• Provided text

DictPFL Research Implementation Assistant

Expert assistant for working with DictPFL (Dictionary-based Private Federated Learning), a research implementation demonstrating efficient homomorphic encryption in federated learning using dictionary decomposition (DePE) and pruning with reactivation (PrME).

What This Skill Does

This skill helps you understand, develop, test, and extend the DictPFL research codebase, which compares three federated learning approaches with homomorphic encryption:

1. **FedHE-Full** - Baseline with full gradient encryption

2. **FedML-HE** - Partial encryption (top 10% gradients)

3. **DictPFL** - Dictionary decomposition with pruned encrypted gradients

Target performance: < 60 seconds total training time, < 1 second per round on toy-scale datasets.

Step-by-Step Instructions

1. Repository Setup and Environment Verification

When starting work on the DictPFL project:

Verify the repository structure contains core files: `demo.py`, `dataset.py`, `model.py`, `fhe_utils.py`, `fedhe_full.py`, `fedml_he.py`, `dictpfl.py`, `metrics.py`, `plots.py`

Check Python dependencies are installed: `torch`, `numpy`, `scikit-learn`, `matplotlib`, `gradio`, `Pyfhel`

If dependencies missing, install via: `pip install torch numpy scikit-learn matplotlib gradio Pyfhel`

Locate the research paper `2510.21086v1.pdf` in repository root for mathematical formulations

2. Understanding the Architecture

Before making changes, explain the architecture:

**Federated Learning Pipeline**: 5 clients with non-IID data partitioning, local training, gradient encryption, server aggregation

**FHE Layer**: Pyfhel library with CKKS scheme (n=8192, scale=2^30), only supports encryptFrac(), decryptFrac(), ciphertext addition

**DictPFL Specifics**:

- DePE: SVD factorization (W ≈ D × T), encrypt only lookup table T gradients

- PrME: Gradient pruning with probabilistic reactivation (β=0.2)

- Fixed dictionary D, only train lookup table T

**Simulation Flow**: Client-side local training → gradient selection → encryption → server aggregation → decryption → model update

3. Running the Demo

To execute the interactive Gradio demo:

Run: `python demo.py`

Demo allows selecting dataset (make_moons or MNIST subset), method (FedHE-Full, FedML-HE, DictPFL), and hyperparameters

Expected output: Real-time training metrics (accuracy, communication cost, encryption time)

Performance target: Complete training in < 60 seconds

4. Implementing Tests

When adding test coverage:

Create `tests/` directory if not present

Implement unit tests for FHE operations in `tests/test_fhe_utils.py`:

- Encrypt/decrypt correctness (roundtrip should match original float)

• Data listing
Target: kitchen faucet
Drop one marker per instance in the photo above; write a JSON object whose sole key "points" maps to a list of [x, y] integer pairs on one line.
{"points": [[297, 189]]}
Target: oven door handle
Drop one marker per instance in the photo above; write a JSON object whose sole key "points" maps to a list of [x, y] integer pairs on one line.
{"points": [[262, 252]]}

• What to work on
Return the part of the DictPFL text between "This skill helps" and "on toy-scale datasets.", inclusive, with no changes. The entries have no connection to the DictPFL text.

• Solution to this exercise
This skill helps you understand, develop, test, and extend the DictPFL research codebase, which compares three federated learning approaches with homomorphic encryption:

1. **FedHE-Full** - Baseline with full gradient encryption

2. **FedML-HE** - Partial encryption (top 10% gradients)

3. **DictPFL** - Dictionary decomposition with pruned encrypted gradients

Target performance: < 60 seconds total training time, < 1 second per round on toy-scale datasets.